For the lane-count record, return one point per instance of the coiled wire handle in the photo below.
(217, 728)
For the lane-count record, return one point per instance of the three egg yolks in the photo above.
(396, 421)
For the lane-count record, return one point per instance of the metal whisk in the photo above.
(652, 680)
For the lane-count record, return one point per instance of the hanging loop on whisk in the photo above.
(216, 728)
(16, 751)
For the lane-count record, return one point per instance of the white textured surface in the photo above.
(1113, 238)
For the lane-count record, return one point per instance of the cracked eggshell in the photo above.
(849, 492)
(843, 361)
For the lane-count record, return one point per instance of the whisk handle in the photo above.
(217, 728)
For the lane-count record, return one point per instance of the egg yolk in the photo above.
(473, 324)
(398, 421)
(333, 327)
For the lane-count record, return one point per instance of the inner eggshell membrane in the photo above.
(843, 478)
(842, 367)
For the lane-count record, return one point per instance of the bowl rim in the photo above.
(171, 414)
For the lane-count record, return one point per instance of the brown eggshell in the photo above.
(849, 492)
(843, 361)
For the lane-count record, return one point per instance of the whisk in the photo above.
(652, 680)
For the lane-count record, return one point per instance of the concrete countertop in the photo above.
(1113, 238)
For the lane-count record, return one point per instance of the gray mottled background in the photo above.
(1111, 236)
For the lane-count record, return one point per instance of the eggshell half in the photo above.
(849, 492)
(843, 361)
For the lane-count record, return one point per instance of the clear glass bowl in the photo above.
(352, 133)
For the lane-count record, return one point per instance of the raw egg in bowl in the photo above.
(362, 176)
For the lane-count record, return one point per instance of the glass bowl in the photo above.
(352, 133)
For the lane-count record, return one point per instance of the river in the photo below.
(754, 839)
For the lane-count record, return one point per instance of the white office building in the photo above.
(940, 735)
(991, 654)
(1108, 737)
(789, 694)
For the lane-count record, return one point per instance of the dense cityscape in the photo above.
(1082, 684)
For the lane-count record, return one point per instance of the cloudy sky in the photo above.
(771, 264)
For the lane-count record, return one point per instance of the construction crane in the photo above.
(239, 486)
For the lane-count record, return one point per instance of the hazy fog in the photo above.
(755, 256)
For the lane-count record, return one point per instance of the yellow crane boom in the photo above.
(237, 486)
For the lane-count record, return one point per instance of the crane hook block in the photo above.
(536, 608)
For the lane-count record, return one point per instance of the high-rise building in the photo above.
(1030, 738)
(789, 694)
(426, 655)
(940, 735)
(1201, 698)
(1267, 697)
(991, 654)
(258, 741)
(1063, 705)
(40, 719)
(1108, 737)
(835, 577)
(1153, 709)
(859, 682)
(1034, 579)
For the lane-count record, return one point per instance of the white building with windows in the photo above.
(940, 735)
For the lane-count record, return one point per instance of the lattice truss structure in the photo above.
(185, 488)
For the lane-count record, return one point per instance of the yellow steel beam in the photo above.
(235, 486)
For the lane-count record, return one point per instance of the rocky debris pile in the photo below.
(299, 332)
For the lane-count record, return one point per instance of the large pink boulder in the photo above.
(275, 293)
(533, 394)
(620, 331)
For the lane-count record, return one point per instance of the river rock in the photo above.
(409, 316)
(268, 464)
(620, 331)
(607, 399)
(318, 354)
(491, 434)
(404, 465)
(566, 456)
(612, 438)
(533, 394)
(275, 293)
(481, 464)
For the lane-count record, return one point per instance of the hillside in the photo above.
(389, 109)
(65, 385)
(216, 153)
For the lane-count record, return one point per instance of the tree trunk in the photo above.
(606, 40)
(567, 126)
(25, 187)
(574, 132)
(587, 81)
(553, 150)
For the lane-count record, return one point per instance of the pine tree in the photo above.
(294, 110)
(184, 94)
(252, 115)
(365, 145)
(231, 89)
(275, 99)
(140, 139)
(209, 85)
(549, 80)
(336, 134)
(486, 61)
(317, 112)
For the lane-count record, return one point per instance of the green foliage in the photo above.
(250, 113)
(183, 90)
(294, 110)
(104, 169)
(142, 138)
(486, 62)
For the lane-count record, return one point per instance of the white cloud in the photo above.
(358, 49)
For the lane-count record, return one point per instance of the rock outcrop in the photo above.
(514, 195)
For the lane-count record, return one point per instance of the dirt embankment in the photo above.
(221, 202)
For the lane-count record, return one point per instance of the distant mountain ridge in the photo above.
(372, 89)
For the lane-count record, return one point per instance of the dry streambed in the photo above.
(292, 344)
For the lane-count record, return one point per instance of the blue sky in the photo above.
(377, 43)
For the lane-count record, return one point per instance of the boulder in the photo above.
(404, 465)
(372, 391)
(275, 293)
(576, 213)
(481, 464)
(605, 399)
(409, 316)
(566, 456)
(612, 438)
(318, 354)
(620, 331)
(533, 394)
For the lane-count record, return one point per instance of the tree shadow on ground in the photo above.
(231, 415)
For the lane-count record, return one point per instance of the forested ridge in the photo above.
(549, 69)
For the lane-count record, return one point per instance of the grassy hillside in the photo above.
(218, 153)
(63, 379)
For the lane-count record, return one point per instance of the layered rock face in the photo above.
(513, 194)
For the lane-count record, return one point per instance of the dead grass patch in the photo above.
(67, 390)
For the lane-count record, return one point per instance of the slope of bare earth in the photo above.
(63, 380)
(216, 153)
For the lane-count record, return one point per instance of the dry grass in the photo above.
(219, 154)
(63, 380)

---*---

> WHAT TO DO
Please repeat all the records above exactly as they appear.

> WRITTEN SOLUTION
For the lane-count record, return one point per instance of the coiled wire handle in the photo below.
(217, 728)
For the lane-count record, return one point per instance of the three egg yolks in the photo above.
(396, 421)
For the lane-count record, return one point per instance of the metal whisk in the photo above.
(652, 680)
For the lane-count record, return one point per instance of the hanging loop on whisk in the photo above.
(216, 728)
(16, 751)
For the lane-count record, return one point per instance of the white textured surface in the photo above.
(1113, 238)
For the lane-count record, return one point per instance of the cracked eggshell in the photo above.
(849, 492)
(843, 361)
For the lane-count record, return one point per instance of the whisk handle in the photo above.
(217, 728)
For the lane-count record, return one point per instance of the egg yolk in the photo above.
(473, 324)
(398, 421)
(333, 327)
For the lane-count record, return one point per instance of the inner eggshell membrane in the photo above.
(843, 478)
(842, 367)
For the lane-count record, return one point per instance of the bowl rim in the photo above.
(171, 414)
For the lane-count record, return one point per instance of the brown eggshell in the photo above.
(849, 492)
(843, 361)
For the lane-count record, return one point per instance of the whisk in the photo above.
(652, 680)
For the lane-count record, return one point per instance of the concrete countertop in the photo above.
(1113, 238)
For the lane-count record, return one point per instance of the gray mottled background in the photo above.
(1111, 236)
For the lane-count record, return one point per instance of the eggshell half in the photo above.
(849, 492)
(843, 361)
For the lane-count record, return one point per instance of the clear glass bowl in the photo above.
(352, 133)
For the lane-count record, return one point per instance of the raw egg in bowl in the photo above.
(362, 176)
For the lane-count record, return one point per instance of the glass bowl in the photo above.
(352, 133)
For the lane-count record, return one point per instance of the river in the photo below.
(754, 839)
For the lane-count record, return one point per instance of the white office building in the photo above.
(940, 735)
(991, 654)
(1108, 737)
(789, 694)
For the lane-count record, return one point per instance of the dense cityscape in the photo above.
(1082, 684)
For the lane-count record, return one point per instance of the cloudy sky in the photo above.
(771, 264)
For the lane-count record, return one point per instance of the construction crane in the photo above.
(239, 486)
For the lane-count record, return one point per instance of the hazy fog in the photo above.
(755, 256)
For the lane-count record, return one point per instance of the yellow crane boom in the photo above.
(237, 486)
For the lane-count record, return one point per instance of the crane hook block in the photo above.
(536, 608)
For the lane-count record, return one point per instance of the high-rise building in the photo above.
(1030, 738)
(789, 694)
(426, 655)
(940, 735)
(1201, 698)
(1267, 697)
(991, 654)
(258, 741)
(1063, 705)
(40, 719)
(1108, 737)
(835, 577)
(1153, 709)
(859, 682)
(1034, 579)
For the lane-count record, return one point per instance of the white building with windows in the photo above.
(940, 735)
For the lane-count record, return one point per instance of the lattice truss structure in the photo above.
(185, 488)
For the lane-count record, return one point per instance of the yellow steel beam in the photo above.
(235, 486)
For the lane-count record, return one point per instance of the rocky debris pile in the photo below.
(299, 332)
For the lane-count record, return one point per instance of the large pink boulder in the photo above.
(275, 293)
(533, 394)
(620, 331)
For the lane-count record, return one point per instance of the river rock in the photo above.
(409, 316)
(268, 464)
(620, 331)
(607, 399)
(318, 354)
(491, 434)
(404, 465)
(566, 456)
(612, 438)
(533, 394)
(275, 293)
(481, 464)
For the lane-count record, return one point per instance of the hillside in the photo above.
(389, 109)
(65, 385)
(216, 153)
For the lane-count record, return one point per instance of the tree trunk in the photo above.
(606, 40)
(567, 126)
(25, 187)
(574, 132)
(587, 81)
(553, 150)
For the lane-count record, return one point per instance of the pine tree in the photo above.
(294, 110)
(184, 94)
(252, 115)
(365, 145)
(231, 89)
(275, 99)
(140, 139)
(209, 85)
(549, 80)
(336, 134)
(486, 61)
(317, 112)
For the lane-count record, return one point per instance of the green foliage in the photo above.
(250, 113)
(183, 90)
(294, 110)
(104, 169)
(142, 138)
(486, 62)
For the lane-count record, return one point per instance of the white cloud in the photo above.
(358, 49)
For the lane-count record, return one point per instance of the rock outcrop in the photo above.
(514, 195)
For the lane-count record, return one point per instance of the dirt embankment in the photo above.
(221, 202)
For the lane-count record, return one point per instance of the distant mountain ridge in the photo above.
(372, 89)
For the lane-count record, return one point per instance of the dry streambed in the photo above.
(292, 344)
For the lane-count record, return one point per instance of the blue sky in the photo above.
(377, 43)
For the lane-count record, return one point per instance of the boulder in the photo above.
(404, 465)
(372, 391)
(275, 293)
(576, 213)
(481, 464)
(605, 399)
(409, 316)
(566, 456)
(612, 438)
(318, 354)
(620, 331)
(533, 394)
For the lane-count record, return one point per instance of the tree shadow on ground in the photo above.
(231, 415)
For the lane-count record, return one point per instance of the forested ridge in the photo above.
(549, 69)
For the lane-count record, return one point per instance of the grassy hillside in the photo above.
(218, 153)
(63, 379)
For the lane-count record, return one point per instance of the layered rock face in the photo above.
(513, 194)
For the lane-count record, return one point per instance of the dead grass patch in the photo above.
(67, 390)
For the lane-count record, return one point per instance of the slope of bare earth in the photo above.
(63, 380)
(216, 153)
For the lane-count record, return one point per instance of the dry grass in the photo above.
(219, 154)
(63, 380)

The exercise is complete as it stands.